__Written task A__
From the listing below, extract every line that contains the string "returns".
* Start Excerpted passage *
Doesn't look like it was 100 miles, either!


----------



## SilasCL

Just curious, but what elevations are the dotted lines?

If they're 1000 ft, wow, that's a brutal century. If they're 100...that's pretty close to flat.


----------



## Mr Wood

SilasCL said:


> Just curious, but what elevations are the dotted lines?
> 
> If they're 1000 ft, wow, that's a brutal century. If they're 100...that's pretty close to flat.


There's a better chart in this thread 

http://forums.roadbikereview.com/showthread.php?t=105805

Each line is 250 ft, so the top one is 1000


----------



## gmtarr

here's a link to the complete profile. let me know if it doesn't work.


http://www.livestrong.org/atf/cf/{D...D3DDC42947}/Philly Bike Elevation Profile.pdf


----------



## jjjdc1

I rode the LSC also I did not ride the century but one of my team mates rode the century and his Garmin logged 7600' of gain. LAF stated it was 8K'. It was hot and humid. I think if he rode in six hours that was a very fast time for that ride.


----------



## JCavilia

*First Century good time*

Here's how the Romans had a good time in the First Century.








But maybe that's not what you meant.


----------



## fezzy

I came in about 10 minutes ahead of you and have to agree anything around 6 on that course in that humidity I would consider a success. The roads were wet in the morning which scared me a few times with limited traction on so many up and down, windy back country roads. Especially if you aren't used to the hills, like me... its a great effort.


----------



## MB1

More than 2 hours is useless.
* End Excerpted passage *
* Start Supplied records *
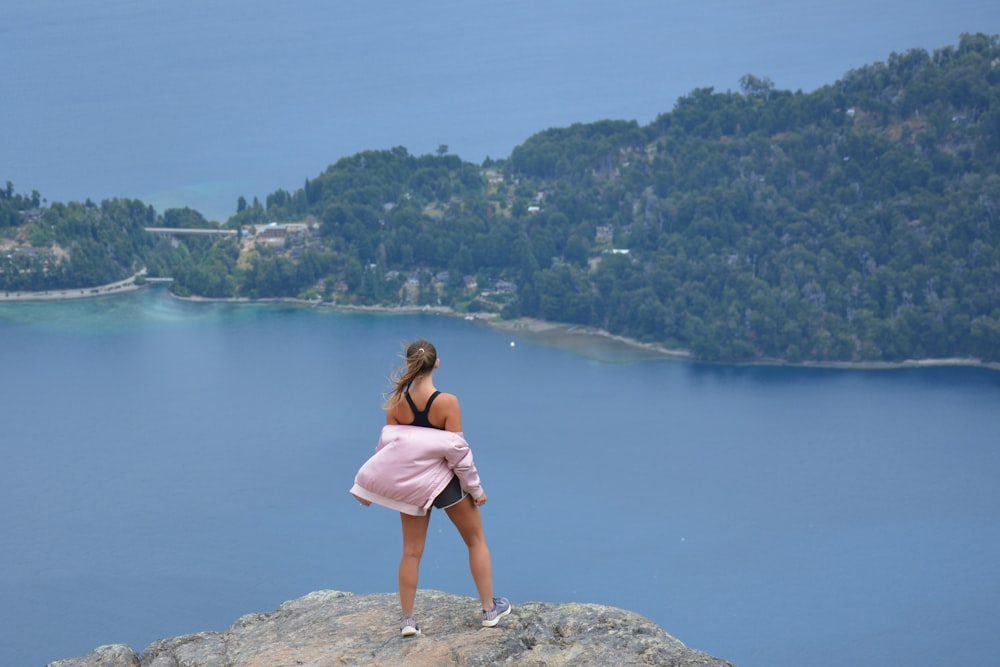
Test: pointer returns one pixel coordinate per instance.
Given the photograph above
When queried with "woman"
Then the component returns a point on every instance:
(423, 461)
* End Supplied records *
__Written task B__
Transcribe the passage of the cycling thread from "I came in about" up to and including "a great effort.".

__Task answer A__
Test: pointer returns one pixel coordinate per instance.
Then the component returns a point on every instance:

__Task answer B__
I came in about 10 minutes ahead of you and have to agree anything around 6 on that course in that humidity I would consider a success. The roads were wet in the morning which scared me a few times with limited traction on so many up and down, windy back country roads. Especially if you aren't used to the hills, like me... its a great effort.